Can you rewrite everything from the start of the items down through the line containing "Please outline every instance of the **red scarf**.", with "red scarf" replaced by "green scarf" and nothing else changed?

#####

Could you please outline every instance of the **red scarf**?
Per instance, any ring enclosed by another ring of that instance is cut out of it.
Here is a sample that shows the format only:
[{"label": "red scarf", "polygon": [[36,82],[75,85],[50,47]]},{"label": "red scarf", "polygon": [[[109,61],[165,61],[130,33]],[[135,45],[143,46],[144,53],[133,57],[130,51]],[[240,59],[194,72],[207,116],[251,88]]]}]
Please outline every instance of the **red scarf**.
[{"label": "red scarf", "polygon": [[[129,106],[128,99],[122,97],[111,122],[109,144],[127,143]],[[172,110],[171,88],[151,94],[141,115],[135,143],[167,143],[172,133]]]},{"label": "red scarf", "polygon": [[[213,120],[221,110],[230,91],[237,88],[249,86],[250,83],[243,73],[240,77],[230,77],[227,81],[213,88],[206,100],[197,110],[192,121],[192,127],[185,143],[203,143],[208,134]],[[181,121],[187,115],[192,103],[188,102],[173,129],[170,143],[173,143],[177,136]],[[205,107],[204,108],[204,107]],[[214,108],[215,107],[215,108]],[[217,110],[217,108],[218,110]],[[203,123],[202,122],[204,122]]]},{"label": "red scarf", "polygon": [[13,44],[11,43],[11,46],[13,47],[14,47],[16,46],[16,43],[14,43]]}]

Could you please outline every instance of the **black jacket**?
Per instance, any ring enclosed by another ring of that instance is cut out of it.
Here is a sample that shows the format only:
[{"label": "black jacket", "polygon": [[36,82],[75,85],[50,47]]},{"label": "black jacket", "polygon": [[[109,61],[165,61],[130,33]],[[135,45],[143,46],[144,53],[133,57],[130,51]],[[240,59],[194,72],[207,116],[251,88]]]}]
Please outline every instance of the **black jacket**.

#####

_EXPECTED ANSWER_.
Could you please outline every instance of the **green scarf**?
Per instance, any ring enclosed by another ring of that instance is cut out of it.
Here is a sample that shows the format only:
[{"label": "green scarf", "polygon": [[36,82],[75,85],[50,47]]},{"label": "green scarf", "polygon": [[[109,61],[165,61],[130,33]],[[135,45],[143,46],[144,53],[133,57],[130,51]],[[240,59],[194,72],[207,116],[251,88]]]}]
Please outline every instance of the **green scarf**.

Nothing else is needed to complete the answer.